→ Aufgabenstellung 1:
Gib aus dem Artikel über Elfriede Jelinek wortgetreu den Abschnitt wieder, der mit den Worten „Dokumentation über Elfriede“ einsetzt und mit „eine metaphorische Note.“ schließt.
→ Aufgabenstellung 2:
Nenne anhand des Artikels über Elfriede Jelinek das Alter, in dem ihre Mutter Olga sie aufs Wiener Konservatorium schickte.

→ Textauszug:

Dokumentation über Elfriede Jelinek: Schreiben, um zu überleben

Es mag überraschen, aber die literarische Karriere von Elfriede Jelinek begann damit, dass sie die Wirklichkeit beschönigte. So schrieb sie in der Volksschule Muttertags-Gedichte, in denen sie bewusst log, "um meine Mutter zu besänftigen". Während Jelinek auf der Soundspur davon erzählt, sieht man in Claudia Müllers Dokumentarfilm alte Schwarz-Weiß-Aufnahmen von ihr und ihrer Mutter Olga, wie sie nebeneinandersitzen oder Olga hinter ihr steht. Die dunkel gekleidete Mutter überragt naturgemäß ihre Tochter, aber durch das, was Jelinek sagt, bekommen die Fotos auch eine metaphorische Note.
Von "Scheherazade-Geschichten" spricht Jelinek; das Schreiben war für sie eine Überlebenstechnik und sollte zum fast schon rebellischen Akt werden. Denn während Olga sie mit 14 Jahren aufs Wiener Konservatorium schickte, wo sie nach dem Klavier- und Geigenunterricht ihrer Kinderzeit auch noch Orgel, Blockflöte und Komposition studierte, wandte Elfriede sich letztlich der Literatur und damit genau der Kunst zu, die nicht von der Mutter gefördert wurde. Für ihre ersten Gedichte und Prosastücke gewann sie bereits Preise; Dekaden später, 2004, erhielt sie den Literaturnobelpreis.
Befreiung im Schreiben
"Für den musikalischen Fluss von Stimmen und Gegenstimmen in ihren Romanen und Dramen" wurde Jelinek laut Jury-Begründung ausgezeichnet. Das Musikalische und Vielstimmige ist in ihrer Biografie angelegt, sowie der Drang, sich zumindest im Schreiben zu befreien. "Elfriede Jelinek - Die Sprache von der Leine lassen" lautet der Titel von Claudia Müllers Film, der sich dem Sound Jelineks hingibt und gleichsam musikalisch Bild und Ton zu einem stimmungsvollen, ästhetisch reizvollen Porträt montiert.

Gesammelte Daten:
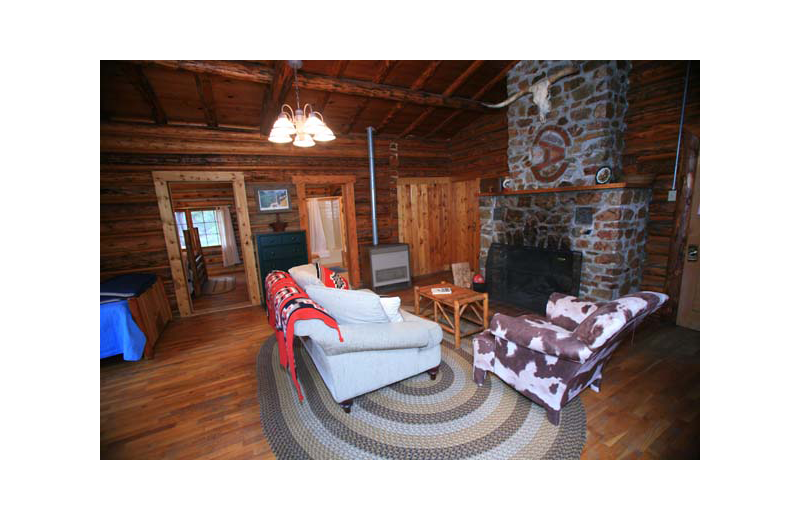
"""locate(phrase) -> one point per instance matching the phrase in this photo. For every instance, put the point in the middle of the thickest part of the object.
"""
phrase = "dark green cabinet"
(280, 251)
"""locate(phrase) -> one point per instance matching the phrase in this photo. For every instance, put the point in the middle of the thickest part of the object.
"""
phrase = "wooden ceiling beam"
(206, 94)
(275, 94)
(338, 70)
(319, 82)
(386, 67)
(449, 91)
(478, 95)
(417, 85)
(138, 79)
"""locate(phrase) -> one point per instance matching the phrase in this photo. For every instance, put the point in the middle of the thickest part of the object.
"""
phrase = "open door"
(178, 267)
(348, 212)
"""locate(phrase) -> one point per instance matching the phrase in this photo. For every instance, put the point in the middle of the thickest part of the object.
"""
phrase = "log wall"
(655, 94)
(208, 195)
(131, 236)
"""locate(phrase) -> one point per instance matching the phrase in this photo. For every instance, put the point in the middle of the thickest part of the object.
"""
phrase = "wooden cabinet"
(280, 251)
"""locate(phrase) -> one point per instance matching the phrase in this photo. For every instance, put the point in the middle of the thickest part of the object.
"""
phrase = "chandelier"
(304, 123)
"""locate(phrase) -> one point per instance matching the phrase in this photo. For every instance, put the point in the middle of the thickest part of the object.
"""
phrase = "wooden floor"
(197, 398)
(238, 295)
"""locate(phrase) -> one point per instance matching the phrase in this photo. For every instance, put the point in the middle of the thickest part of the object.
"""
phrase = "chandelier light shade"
(305, 124)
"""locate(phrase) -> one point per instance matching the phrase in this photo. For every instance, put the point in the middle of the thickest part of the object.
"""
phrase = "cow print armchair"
(552, 360)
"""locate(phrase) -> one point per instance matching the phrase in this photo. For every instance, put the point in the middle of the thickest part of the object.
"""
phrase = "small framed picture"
(272, 200)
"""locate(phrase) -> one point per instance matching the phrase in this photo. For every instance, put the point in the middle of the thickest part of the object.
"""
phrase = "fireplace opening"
(526, 276)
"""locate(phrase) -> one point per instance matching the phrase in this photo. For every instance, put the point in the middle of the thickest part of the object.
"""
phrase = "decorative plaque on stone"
(548, 152)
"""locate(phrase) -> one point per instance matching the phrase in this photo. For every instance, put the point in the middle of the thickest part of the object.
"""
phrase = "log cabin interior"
(586, 169)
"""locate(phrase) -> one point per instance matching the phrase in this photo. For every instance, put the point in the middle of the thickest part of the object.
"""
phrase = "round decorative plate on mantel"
(603, 175)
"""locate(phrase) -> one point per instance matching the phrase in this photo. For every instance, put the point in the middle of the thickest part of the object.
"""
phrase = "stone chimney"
(581, 133)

→ Endgültige Antwort 1:
Dokumentation über Elfriede Jelinek: Schreiben, um zu überleben

Es mag überraschen, aber die literarische Karriere von Elfriede Jelinek begann damit, dass sie die Wirklichkeit beschönigte. So schrieb sie in der Volksschule Muttertags-Gedichte, in denen sie bewusst log, "um meine Mutter zu besänftigen". Während Jelinek auf der Soundspur davon erzählt, sieht man in Claudia Müllers Dokumentarfilm alte Schwarz-Weiß-Aufnahmen von ihr und ihrer Mutter Olga, wie sie nebeneinandersitzen oder Olga hinter ihr steht. Die dunkel gekleidete Mutter überragt naturgemäß ihre Tochter, aber durch das, was Jelinek sagt, bekommen die Fotos auch eine metaphorische Note.

→ Endgültige Antwort 2:
Mit 14 Jahren.